PROMPT → Give every line of the records below as a JSON list of strings, one string per line, leaving out blank lines.

[Records from a dataset]
-*-*-
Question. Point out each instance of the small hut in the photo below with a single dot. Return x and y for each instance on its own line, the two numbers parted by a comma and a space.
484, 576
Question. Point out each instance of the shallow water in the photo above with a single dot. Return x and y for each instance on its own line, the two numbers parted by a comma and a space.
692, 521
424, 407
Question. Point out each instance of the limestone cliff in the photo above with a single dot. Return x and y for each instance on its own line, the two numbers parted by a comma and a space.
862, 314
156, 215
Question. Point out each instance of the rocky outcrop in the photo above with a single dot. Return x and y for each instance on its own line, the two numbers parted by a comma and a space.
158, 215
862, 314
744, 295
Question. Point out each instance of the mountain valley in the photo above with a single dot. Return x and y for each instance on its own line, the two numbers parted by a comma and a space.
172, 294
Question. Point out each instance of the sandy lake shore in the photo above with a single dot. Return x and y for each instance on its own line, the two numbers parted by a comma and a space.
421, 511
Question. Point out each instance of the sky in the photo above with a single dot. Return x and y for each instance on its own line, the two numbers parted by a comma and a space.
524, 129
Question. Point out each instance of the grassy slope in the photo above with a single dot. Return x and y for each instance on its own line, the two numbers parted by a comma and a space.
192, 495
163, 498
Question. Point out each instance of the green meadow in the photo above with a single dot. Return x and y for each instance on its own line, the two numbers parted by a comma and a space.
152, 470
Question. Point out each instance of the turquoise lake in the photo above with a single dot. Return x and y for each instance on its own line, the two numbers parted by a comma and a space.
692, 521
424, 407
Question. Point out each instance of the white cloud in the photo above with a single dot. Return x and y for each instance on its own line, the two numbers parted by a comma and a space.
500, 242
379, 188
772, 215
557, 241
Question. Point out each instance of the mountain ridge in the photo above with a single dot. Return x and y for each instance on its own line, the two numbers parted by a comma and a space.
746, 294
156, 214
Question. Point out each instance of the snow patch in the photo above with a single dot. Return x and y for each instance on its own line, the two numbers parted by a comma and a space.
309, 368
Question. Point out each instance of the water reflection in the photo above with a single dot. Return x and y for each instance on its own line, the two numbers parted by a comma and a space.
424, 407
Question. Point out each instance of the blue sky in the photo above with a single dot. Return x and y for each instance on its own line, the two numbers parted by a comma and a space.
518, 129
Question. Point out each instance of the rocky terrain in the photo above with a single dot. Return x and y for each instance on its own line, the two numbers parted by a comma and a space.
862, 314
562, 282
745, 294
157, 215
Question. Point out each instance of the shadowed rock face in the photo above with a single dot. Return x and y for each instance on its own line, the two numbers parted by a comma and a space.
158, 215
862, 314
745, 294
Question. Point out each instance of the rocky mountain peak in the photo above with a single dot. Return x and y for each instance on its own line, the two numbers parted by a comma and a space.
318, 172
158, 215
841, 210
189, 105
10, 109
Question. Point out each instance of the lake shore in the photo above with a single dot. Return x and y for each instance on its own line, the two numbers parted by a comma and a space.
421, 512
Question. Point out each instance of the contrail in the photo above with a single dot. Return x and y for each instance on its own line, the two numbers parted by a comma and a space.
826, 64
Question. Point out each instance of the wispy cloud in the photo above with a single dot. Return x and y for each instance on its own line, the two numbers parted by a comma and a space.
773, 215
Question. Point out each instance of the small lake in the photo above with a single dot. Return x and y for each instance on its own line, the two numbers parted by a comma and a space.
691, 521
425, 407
-*-*-
RESPONSE →
[
  "Question. Point out each instance of the small hut in the photo below with a single dot. Return x and y for each instance on its own line, the two numbers parted by a comma and a space.",
  "484, 576",
  "Question. Point out each instance of the shallow water in the photo above with a single dot. Return x and y for each instance on its own line, the two numbers parted by a comma and a space.",
  "692, 521",
  "424, 407",
  "Question. Point out each instance of the limestone cliff in the photo above with a single dot. Return x and y for each instance on its own line, the two numbers parted by a comma and a space.",
  "862, 314",
  "156, 215",
  "Question. Point out each instance of the rocky outcrop in the photo above with a single dot. Return x and y for each instance on its own line, the two numbers parted by a comma and a space.",
  "158, 215",
  "862, 314",
  "744, 295",
  "Question. Point out each instance of the mountain valley in the photo above with a single dot. Return x and y for each instance on its own line, the two numbers parted by a comma and a space.",
  "172, 294",
  "Question. Point out each instance of the sandy lake shore in the photo above with a single dot. Return x and y for each instance on its own line, the two numbers parted by a comma and a space.",
  "421, 511",
  "Question. Point out each instance of the sky in the photo above with a single dot. Return x and y for each instance on its own line, the two numbers parted by a comma and a space.",
  "524, 129",
  "Question. Point out each instance of the grassy slope in the photo above with a single dot. Return x and y for each instance on its own line, the two numbers parted by a comma and a space.",
  "192, 495",
  "163, 498",
  "Question. Point out each instance of the green meadow in the photo above with a single dot. Return x and y for each instance on its own line, the two numbers parted by a comma and a space.",
  "152, 470",
  "Question. Point out each instance of the turquoise lake in the photo above with a single dot. Return x and y for each instance on its own line, the two numbers parted by a comma and a space.",
  "692, 521",
  "424, 407",
  "Question. Point out each instance of the white cloud in the photo above with a single dot. Return x and y for each instance on its own line, the two numbers parted by a comma and a space.",
  "500, 242",
  "379, 188",
  "772, 215",
  "557, 241",
  "Question. Point out each instance of the mountain ridge in the photo above with a single dot. Return x and y for each instance on its own line, the two numbers parted by a comma and a space.",
  "746, 294",
  "156, 214",
  "Question. Point out each instance of the snow patch in the photo above with a single dot. Return x and y for each instance on its own line, the two numbers parted by a comma and a space.",
  "309, 368",
  "Question. Point out each instance of the water reflection in the photo above with a single dot. Return x and y for each instance on its own line, the two numbers parted by a comma and a space.",
  "424, 407",
  "Question. Point out each instance of the blue sky in the photo above with a single dot. Return x and y for each instance on its own line, the two numbers parted by a comma and a space.",
  "518, 129",
  "Question. Point out each instance of the rocky terrain in the photo above with a single dot. Return x and y for each instance on its own line, the two numbers parted by a comma and a space.",
  "862, 314",
  "562, 282",
  "745, 294",
  "157, 215",
  "Question. Point out each instance of the shadowed rock face in the photo above with a single dot. Return x and y for each instance on its own line, the two numbers parted by a comma and a space.",
  "158, 215",
  "862, 314",
  "745, 294",
  "Question. Point out each instance of the rocky mountain peak in the photo above with a single dot. Return x and y for each instance on its own line, the two numbers parted by a comma and a space.",
  "318, 172",
  "158, 215",
  "841, 210",
  "189, 105",
  "10, 109",
  "Question. Point out each instance of the lake shore in the photo above with a single dot. Return x and y for each instance on its own line, the two numbers parted by a comma and a space.",
  "421, 512",
  "Question. Point out each instance of the contrail in the photo above with a single dot. Return x and y for each instance on its own line, the two numbers parted by a comma and a space.",
  "826, 64",
  "Question. Point out each instance of the wispy cloud in the photo above with a single dot. Return x and y for each instance on its own line, the two numbers parted by a comma and a space.",
  "773, 215",
  "Question. Point out each instance of the small lake in the photo above with a single dot. Return x and y for each instance on its own line, the two numbers parted by a comma and a space.",
  "691, 521",
  "425, 407"
]